### Work to complete
Copy out all the items below, changing every "one per instance" to "one for each instance" and leaving the rest as it is.

## START Provided material

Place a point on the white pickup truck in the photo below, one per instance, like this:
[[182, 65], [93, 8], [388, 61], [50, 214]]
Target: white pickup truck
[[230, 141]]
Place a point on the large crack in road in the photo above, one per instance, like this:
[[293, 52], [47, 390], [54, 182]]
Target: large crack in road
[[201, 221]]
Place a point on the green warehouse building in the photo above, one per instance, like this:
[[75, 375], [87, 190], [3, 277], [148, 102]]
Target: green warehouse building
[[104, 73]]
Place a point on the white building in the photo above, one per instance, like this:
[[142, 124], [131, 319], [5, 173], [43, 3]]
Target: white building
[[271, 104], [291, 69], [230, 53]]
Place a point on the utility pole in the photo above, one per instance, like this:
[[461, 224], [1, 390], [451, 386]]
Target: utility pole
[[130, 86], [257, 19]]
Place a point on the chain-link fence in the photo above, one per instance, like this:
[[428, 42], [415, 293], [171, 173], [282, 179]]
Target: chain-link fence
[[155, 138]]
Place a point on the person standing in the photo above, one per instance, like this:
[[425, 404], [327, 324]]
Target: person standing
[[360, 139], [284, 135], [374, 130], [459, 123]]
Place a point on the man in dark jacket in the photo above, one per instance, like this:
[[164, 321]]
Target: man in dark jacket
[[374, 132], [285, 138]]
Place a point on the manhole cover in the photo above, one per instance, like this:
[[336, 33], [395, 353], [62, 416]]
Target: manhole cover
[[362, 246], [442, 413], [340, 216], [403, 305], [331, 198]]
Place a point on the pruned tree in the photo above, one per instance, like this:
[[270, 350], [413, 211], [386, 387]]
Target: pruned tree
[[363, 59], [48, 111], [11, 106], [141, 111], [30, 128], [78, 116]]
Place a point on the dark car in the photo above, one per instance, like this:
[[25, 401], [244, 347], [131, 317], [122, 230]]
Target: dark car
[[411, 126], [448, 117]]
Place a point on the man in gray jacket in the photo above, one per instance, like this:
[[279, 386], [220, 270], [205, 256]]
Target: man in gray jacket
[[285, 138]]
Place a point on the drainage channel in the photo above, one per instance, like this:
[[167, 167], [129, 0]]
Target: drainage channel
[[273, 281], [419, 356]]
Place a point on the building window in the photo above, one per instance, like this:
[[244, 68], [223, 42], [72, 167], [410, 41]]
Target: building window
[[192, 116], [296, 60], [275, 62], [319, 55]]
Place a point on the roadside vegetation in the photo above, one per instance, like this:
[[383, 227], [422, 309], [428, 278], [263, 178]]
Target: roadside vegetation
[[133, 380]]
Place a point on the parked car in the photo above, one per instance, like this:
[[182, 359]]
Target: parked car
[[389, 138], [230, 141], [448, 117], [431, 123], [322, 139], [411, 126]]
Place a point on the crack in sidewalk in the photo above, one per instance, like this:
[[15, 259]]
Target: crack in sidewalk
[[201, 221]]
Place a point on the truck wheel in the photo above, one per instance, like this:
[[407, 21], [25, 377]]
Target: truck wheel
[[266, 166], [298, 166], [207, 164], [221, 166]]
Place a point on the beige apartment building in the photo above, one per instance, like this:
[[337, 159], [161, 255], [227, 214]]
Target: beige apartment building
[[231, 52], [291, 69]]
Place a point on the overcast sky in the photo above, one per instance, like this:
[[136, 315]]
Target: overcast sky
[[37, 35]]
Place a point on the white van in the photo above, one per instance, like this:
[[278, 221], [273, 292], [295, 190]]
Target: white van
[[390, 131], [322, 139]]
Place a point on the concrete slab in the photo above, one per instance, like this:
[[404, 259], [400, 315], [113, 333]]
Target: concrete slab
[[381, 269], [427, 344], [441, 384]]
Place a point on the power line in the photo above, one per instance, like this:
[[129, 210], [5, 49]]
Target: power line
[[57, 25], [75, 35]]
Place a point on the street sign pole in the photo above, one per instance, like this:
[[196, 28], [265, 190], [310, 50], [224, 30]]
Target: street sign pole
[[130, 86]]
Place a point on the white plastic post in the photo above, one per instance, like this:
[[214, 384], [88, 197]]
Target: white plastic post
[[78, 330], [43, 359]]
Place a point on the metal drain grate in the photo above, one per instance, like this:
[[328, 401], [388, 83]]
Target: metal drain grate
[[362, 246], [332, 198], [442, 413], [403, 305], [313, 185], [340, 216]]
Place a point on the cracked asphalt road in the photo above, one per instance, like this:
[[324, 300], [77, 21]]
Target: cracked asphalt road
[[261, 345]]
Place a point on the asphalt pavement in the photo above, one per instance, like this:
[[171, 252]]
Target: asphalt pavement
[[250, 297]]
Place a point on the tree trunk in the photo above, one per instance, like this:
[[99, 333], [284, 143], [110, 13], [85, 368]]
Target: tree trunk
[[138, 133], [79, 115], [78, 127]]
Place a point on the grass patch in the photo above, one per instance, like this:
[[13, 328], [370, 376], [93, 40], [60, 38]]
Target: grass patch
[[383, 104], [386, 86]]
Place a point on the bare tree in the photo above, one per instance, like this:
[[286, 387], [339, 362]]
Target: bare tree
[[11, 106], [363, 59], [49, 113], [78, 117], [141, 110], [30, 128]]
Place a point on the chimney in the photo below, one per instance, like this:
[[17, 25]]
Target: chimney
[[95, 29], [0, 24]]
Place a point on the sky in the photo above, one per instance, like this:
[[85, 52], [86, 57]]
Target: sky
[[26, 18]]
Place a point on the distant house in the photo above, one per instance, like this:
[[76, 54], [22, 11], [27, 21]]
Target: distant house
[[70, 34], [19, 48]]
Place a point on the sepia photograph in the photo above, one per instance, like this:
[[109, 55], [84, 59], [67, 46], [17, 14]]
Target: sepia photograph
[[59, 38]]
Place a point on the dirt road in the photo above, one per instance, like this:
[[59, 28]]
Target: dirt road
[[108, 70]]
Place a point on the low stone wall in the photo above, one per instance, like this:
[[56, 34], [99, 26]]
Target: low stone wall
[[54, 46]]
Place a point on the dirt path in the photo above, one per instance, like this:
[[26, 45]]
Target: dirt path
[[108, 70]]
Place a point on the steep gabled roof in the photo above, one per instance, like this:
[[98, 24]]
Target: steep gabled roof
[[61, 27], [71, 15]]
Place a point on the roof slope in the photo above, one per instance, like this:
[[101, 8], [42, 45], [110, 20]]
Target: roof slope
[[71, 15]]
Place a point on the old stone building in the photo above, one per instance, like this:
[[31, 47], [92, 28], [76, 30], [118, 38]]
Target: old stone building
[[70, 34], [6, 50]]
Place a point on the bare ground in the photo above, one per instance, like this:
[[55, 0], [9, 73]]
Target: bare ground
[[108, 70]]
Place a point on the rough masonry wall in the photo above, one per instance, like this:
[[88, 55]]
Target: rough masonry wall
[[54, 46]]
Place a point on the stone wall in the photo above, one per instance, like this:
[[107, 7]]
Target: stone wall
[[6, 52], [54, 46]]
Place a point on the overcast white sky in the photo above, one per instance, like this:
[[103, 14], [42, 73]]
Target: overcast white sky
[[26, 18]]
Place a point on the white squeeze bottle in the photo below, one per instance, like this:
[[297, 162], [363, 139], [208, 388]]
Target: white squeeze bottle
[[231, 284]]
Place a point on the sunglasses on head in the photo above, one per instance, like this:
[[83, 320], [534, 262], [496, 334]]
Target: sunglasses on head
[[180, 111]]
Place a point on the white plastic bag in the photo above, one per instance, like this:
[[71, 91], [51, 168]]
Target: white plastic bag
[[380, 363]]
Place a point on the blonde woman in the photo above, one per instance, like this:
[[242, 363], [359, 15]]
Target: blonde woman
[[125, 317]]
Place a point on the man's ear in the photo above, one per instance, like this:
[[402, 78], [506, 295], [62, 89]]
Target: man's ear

## END Provided material

### Completed exercise
Place a point on the white pickup truck in the photo below, one for each instance, like this:
[[182, 65], [93, 8], [388, 61], [50, 214]]
Target: white pickup truck
[[230, 141]]
Place a point on the large crack in road in the photo above, one for each instance, like this:
[[293, 52], [47, 390], [54, 182]]
Target: large crack in road
[[201, 221]]
Place a point on the green warehouse building in the photo above, one for each instance, like this:
[[75, 375], [87, 190], [3, 277], [148, 102]]
Target: green warehouse building
[[104, 73]]
Place a point on the white building in the photo above, one for each instance, like this:
[[142, 124], [131, 319], [5, 173], [43, 3]]
Target: white building
[[271, 104], [291, 69], [230, 53]]
Place a point on the utility pole in the photo above, one for each instance, like this:
[[461, 224], [1, 390], [451, 386]]
Target: utility pole
[[130, 86], [257, 19]]
Place a point on the chain-link fence in the photo above, one for each instance, like this:
[[428, 42], [415, 293], [171, 173], [282, 179]]
Target: chain-link fence
[[155, 138]]
Place a point on the person standing in the photo above, one for each instance, like this:
[[425, 404], [327, 324]]
Target: person standing
[[360, 139], [284, 135], [374, 130], [459, 123]]
Place a point on the man in dark jacket in the photo above, one for each instance, like this:
[[164, 321]]
Target: man in dark jacket
[[374, 132], [285, 138]]
Place a point on the manhole cover in the photo above, one for each instance, like this:
[[336, 33], [395, 353], [62, 416]]
Target: manhole cover
[[362, 246], [442, 413], [340, 216], [403, 305], [331, 198]]
Place a point on the pruned tree in the photo above, one for each instance, like this:
[[270, 350], [413, 211], [386, 387]]
Target: pruned tree
[[363, 59], [48, 111], [11, 106], [141, 111], [30, 128], [78, 116]]
Place a point on the dark car in the photo above, one for each instance, like this:
[[25, 401], [244, 347], [131, 317], [122, 230]]
Target: dark car
[[411, 126], [448, 117]]
Place a point on the man in gray jacket in the photo above, one for each instance, like this:
[[279, 386], [220, 270], [205, 256]]
Target: man in gray jacket
[[285, 138]]
Place a point on the drainage channel in the photo above, one for each instance, like this:
[[167, 167], [129, 0]]
Target: drainage channel
[[273, 281], [419, 356]]
Place a point on the building window in the photo above, one for each instance, like this:
[[244, 68], [223, 42], [72, 167], [410, 41]]
Target: building window
[[192, 116], [296, 60], [275, 62], [319, 55]]
Place a point on the roadside vegetation in the photo above, one for each instance, like this:
[[383, 227], [422, 309], [428, 278], [263, 178]]
Target: roadside vegetation
[[133, 380]]
Place a point on the parked car in the photo above, one for each instance, like this:
[[182, 359]]
Target: parked car
[[389, 138], [230, 141], [448, 117], [431, 123], [322, 139], [411, 126]]
Place a point on the crack in sidewalk in the photo above, one for each instance, like this:
[[15, 259]]
Target: crack in sidewalk
[[201, 221]]
Place a point on the truck wheel in the photo above, one for each instance, like this:
[[407, 21], [25, 377]]
Target: truck wheel
[[266, 166], [298, 166], [207, 164], [221, 166]]
Place a point on the beige apartment building in the photo above, one for each instance, like this:
[[337, 159], [161, 255], [227, 214]]
Target: beige apartment building
[[231, 52], [291, 69]]
Place a point on the overcast sky in the photo above, one for each instance, like this:
[[136, 315]]
Target: overcast sky
[[37, 35]]
Place a point on the white van in the photo above, one for each instance, like this:
[[278, 221], [273, 292], [295, 190]]
Target: white van
[[390, 131], [322, 139]]
Place a point on the concrete slab in the photo above, one for each instance, like this:
[[404, 259], [400, 315], [113, 333]]
Target: concrete slab
[[381, 269], [427, 344], [441, 384]]
Place a point on the power line in the photo above, one for each instance, like this:
[[129, 210], [5, 49]]
Target: power line
[[57, 25], [75, 35]]
Place a point on the street sign pole in the photo above, one for each instance, like this:
[[196, 28], [265, 190], [310, 50], [224, 30]]
Target: street sign pole
[[130, 86]]
Place a point on the white plastic post in the photo above, one for each instance, like this:
[[214, 384], [88, 197]]
Target: white plastic post
[[78, 330], [43, 359]]
Place a point on the metal drain grate in the photo above, one for each instance, like this:
[[328, 401], [388, 83]]
Target: metal drain grate
[[362, 246], [332, 198], [442, 413], [403, 305], [313, 185], [340, 216]]
Place a point on the cracked asphalt road in the photo above, one for each instance, like this:
[[324, 300], [77, 21]]
Target: cracked asphalt road
[[261, 345]]
Place a point on the asphalt pavement in the photo above, one for each instance, like this:
[[171, 252]]
Target: asphalt pavement
[[250, 297]]
Place a point on the tree trunk in the photo above, one for each instance, like this:
[[99, 333], [284, 143], [110, 13], [85, 368]]
Target: tree trunk
[[138, 133], [79, 115], [78, 127]]
Place a point on the grass patch in the photo above, one for each instance, like this:
[[13, 328], [370, 376], [93, 40], [60, 38]]
Target: grass patch
[[383, 104], [386, 86]]
Place a point on the bare tree in the photo above, one for each instance, like this:
[[286, 387], [339, 362]]
Target: bare tree
[[11, 106], [363, 59], [49, 113], [78, 117], [141, 110], [30, 128]]
Place a point on the chimney in the photo below, one for each instance, like this:
[[17, 25]]
Target: chimney
[[95, 29], [0, 24]]
Place a point on the sky in the photo above, one for each instance, like this:
[[85, 52], [86, 57]]
Target: sky
[[26, 18]]
Place a point on the distant house in the photo above, one for each instance, like this:
[[76, 54], [22, 11], [27, 21]]
Target: distant house
[[70, 34], [19, 48]]
Place a point on the sepia photograph in the photo above, one for each instance, like this:
[[109, 55], [84, 59], [67, 46], [17, 14]]
Target: sepia photograph
[[59, 38]]
Place a point on the dirt road in the photo above, one for each instance, like this:
[[59, 28]]
Target: dirt road
[[108, 70]]
Place a point on the low stone wall in the photo above, one for each instance, like this:
[[56, 34], [99, 26]]
Target: low stone wall
[[54, 46]]
Place a point on the dirt path in the photo above, one for each instance, like this:
[[26, 45]]
Target: dirt path
[[108, 70]]
Place a point on the steep gabled roof in the photo above, one for each instance, like this:
[[98, 24]]
Target: steep gabled roof
[[61, 27], [71, 15]]
Place a point on the roof slope in the photo above, one for each instance, like this:
[[101, 8], [42, 45], [110, 20]]
Target: roof slope
[[71, 15]]
Place a point on the old stone building in the photo above, one for each instance, like this:
[[31, 47], [92, 28], [76, 30], [118, 38]]
Target: old stone building
[[70, 34], [6, 50]]
Place a point on the bare ground in the photo above, one for each instance, like this:
[[55, 0], [9, 73]]
Target: bare ground
[[108, 70]]
Place a point on the rough masonry wall in the photo above, one for each instance, like this:
[[88, 55]]
Target: rough masonry wall
[[54, 46]]
Place a point on the stone wall in the photo above, one for each instance, like this:
[[107, 7]]
Target: stone wall
[[6, 52], [54, 46]]
Place a point on the overcast white sky in the photo above, one for each instance, like this:
[[103, 14], [42, 73]]
Target: overcast white sky
[[26, 18]]
Place a point on the white squeeze bottle in the photo below, one for each instance, like this:
[[297, 162], [363, 139], [208, 388]]
Target: white squeeze bottle
[[231, 284]]
Place a point on the sunglasses on head in the photo above, one for each instance, like this:
[[83, 320], [534, 262], [496, 334]]
Target: sunglasses on head
[[180, 111]]
Place a point on the white plastic bag in the photo above, one for each instance, like this:
[[71, 91], [51, 168]]
Target: white plastic bag
[[380, 363]]
Place a point on the blonde woman in the photo above, one for each instance, like this:
[[242, 363], [359, 15]]
Target: blonde woman
[[125, 317]]
Place a point on the man's ear in the photo above, one for each instance, like this:
[[402, 78], [506, 295], [62, 89]]
Target: man's ear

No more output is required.